Rubble stone is rough, uneven building stone not laid in regular courses. It may  fill the core of a wall which is faced with unit masonry such as brick or ashlar. Some medieval cathedral walls have outer shells of ashlar with an inner backfill of mortarless rubble and dirt.

Square rubble masonry
Square rubble masonry consists of stones that are dressed (squared on all joints and beds) before laying, set in mortar, and make up the outer surface of a wall.

History 
Irregular rubble, or sack, masonry evolved from embankments covered with boards, stones or bricks. That outer surface was used to give the embankment greater strength and make it more difficult for enemies to climb. The Sadd el-Khafara dam, in Wadi Al-Garawi near Helwan in Egypt, which is 14 meters high and built in rubble masonry, dates back to 2900 - 2600 BC 
 
The Greeks called the construction technique emplekton and made particular use of it in the construction of the defensive walls of their poleis.

The Romans made extensive use of rubble masonry, calling it opus caementicium, because  caementicium  was the name given to the filling between the two revetments. The technique continued to be used over the centuries, as evidenced by theconstructions of defensive walls and large works during medieval times.

# Items from a dataset:
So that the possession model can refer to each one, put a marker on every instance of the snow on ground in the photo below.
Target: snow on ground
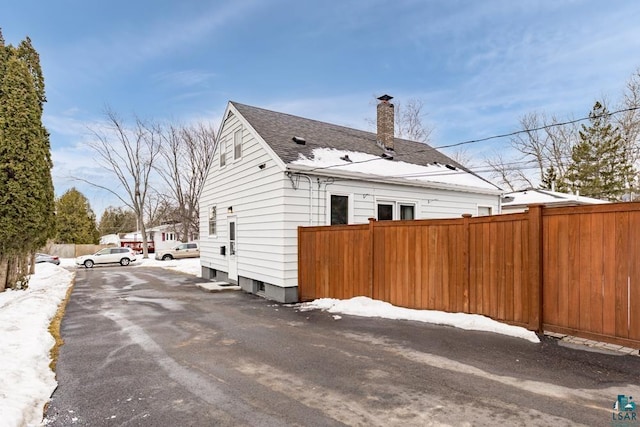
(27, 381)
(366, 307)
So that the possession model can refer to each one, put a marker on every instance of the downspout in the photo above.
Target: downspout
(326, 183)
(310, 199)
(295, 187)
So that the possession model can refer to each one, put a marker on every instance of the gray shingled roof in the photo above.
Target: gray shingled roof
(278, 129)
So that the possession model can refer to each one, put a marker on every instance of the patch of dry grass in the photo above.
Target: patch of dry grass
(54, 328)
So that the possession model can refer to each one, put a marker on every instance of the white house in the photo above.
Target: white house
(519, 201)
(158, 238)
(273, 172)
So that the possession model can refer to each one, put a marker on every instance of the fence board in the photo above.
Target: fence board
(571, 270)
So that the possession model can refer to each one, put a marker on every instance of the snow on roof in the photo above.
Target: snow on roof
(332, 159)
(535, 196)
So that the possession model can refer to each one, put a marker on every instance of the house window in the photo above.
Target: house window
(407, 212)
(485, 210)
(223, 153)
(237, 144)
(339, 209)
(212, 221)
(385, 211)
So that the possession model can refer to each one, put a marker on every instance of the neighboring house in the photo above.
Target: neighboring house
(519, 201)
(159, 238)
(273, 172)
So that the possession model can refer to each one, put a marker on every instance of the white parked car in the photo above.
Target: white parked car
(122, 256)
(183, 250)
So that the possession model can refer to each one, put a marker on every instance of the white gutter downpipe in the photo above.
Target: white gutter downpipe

# OBJECTIVES:
**A.** Reproduce the entries starting at the line that contains "car in the photo above." and ending at the final line of the entries. Raise every coordinate in the answer points by 11, and leave all other lines unchanged.
**B.** Extend the text on rubble masonry by writing what follows its last sentence.

# OUTPUTS IN ORDER:
**A.**
So that the possession model can refer to each one, put a marker on every instance of the white parked car in the photo above.
Target: white parked car
(133, 267)
(194, 261)
So that the possession model can refer to each one, put a marker on every instance of the white gutter downpipe in the photo above.
Target: white gutter downpipe

**B.**
Modern construction frequently uses cast concrete with an internal steel reinforcement. That allows for greater elasticity, as well as providing excellent static and seismic resistance, and preserves the unity between shape and structure typical of buildings with external load-bearing walls. All the structural elements can be linked to any rubble walls thus created, freeing the internal spaces from excessive constraints.

See also 
 Snecked masonry - Masonry made of mixed sizes of stone but in regular courses.
 Wattle and daub - Conceptually analogous to rubble within ashlar in the sense that a frame is filled in with a filler material.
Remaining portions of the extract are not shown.